[Segmentation annotation rows]

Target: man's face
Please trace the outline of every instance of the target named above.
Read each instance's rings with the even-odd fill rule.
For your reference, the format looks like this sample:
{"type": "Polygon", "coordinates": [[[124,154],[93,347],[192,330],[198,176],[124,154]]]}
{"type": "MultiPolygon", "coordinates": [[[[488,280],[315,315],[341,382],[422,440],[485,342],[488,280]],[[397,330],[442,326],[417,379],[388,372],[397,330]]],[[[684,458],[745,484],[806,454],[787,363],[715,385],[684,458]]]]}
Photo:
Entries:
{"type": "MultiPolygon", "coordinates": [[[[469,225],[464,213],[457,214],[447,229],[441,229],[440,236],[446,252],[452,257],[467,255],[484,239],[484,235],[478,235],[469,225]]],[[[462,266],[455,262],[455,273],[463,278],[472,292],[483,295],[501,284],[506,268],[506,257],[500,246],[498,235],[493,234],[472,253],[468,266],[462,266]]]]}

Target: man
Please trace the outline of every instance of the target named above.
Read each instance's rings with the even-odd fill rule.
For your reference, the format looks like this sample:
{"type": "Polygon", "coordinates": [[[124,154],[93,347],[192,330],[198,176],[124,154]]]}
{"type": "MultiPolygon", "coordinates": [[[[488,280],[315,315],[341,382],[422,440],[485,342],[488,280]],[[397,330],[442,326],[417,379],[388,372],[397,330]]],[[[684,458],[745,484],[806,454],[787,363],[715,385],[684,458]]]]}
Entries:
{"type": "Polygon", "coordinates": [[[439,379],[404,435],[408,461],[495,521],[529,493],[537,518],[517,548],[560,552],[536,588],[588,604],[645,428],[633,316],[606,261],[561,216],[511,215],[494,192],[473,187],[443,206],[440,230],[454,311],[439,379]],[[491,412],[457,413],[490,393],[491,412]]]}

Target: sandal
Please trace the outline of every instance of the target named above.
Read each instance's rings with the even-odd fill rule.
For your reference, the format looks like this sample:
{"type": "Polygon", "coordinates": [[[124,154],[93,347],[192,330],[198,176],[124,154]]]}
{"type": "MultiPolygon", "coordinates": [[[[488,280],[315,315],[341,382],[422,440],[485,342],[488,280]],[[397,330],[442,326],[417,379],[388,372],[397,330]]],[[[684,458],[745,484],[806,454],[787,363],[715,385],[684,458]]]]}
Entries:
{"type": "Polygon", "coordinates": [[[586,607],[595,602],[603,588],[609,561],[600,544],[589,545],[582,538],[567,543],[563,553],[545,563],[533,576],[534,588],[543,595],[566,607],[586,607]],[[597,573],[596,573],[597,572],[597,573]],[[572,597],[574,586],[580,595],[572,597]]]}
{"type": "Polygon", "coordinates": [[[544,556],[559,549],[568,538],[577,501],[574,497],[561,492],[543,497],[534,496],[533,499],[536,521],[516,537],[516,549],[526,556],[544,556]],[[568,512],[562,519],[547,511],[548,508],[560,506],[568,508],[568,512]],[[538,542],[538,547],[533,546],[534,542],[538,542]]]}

> [EXERCISE INSTRUCTIONS]: Write out every line again, requests included, from the line with "Target: sandal" through the end of the rows. Shift each coordinate in the answers by -83, leaving the sample format lines unchanged.

> [THE RESULT]:
Target: sandal
Please trace the outline of every instance of the target named above.
Read each instance's rings with the even-odd fill rule.
For your reference, the format looks like this sample:
{"type": "Polygon", "coordinates": [[[124,154],[93,347],[192,330],[198,176],[124,154]]]}
{"type": "MultiPolygon", "coordinates": [[[[488,280],[315,315],[341,382],[422,440],[485,342],[488,280]],[[397,330],[442,326],[417,379],[388,372],[397,330]]],[[[684,458],[745,484],[806,454],[787,363],[715,385],[684,458]]]]}
Entries:
{"type": "Polygon", "coordinates": [[[503,524],[512,519],[520,505],[526,478],[517,461],[506,462],[499,455],[484,460],[480,470],[462,480],[450,493],[451,505],[460,512],[483,524],[503,524]],[[514,490],[513,490],[514,489],[514,490]],[[489,514],[491,503],[497,512],[489,514]]]}
{"type": "Polygon", "coordinates": [[[461,473],[476,466],[485,455],[494,418],[491,414],[478,409],[460,414],[451,413],[450,416],[453,438],[433,454],[433,466],[443,473],[461,473]],[[485,429],[479,436],[464,428],[465,425],[477,423],[485,425],[485,429]],[[455,459],[455,464],[450,463],[451,459],[455,459]]]}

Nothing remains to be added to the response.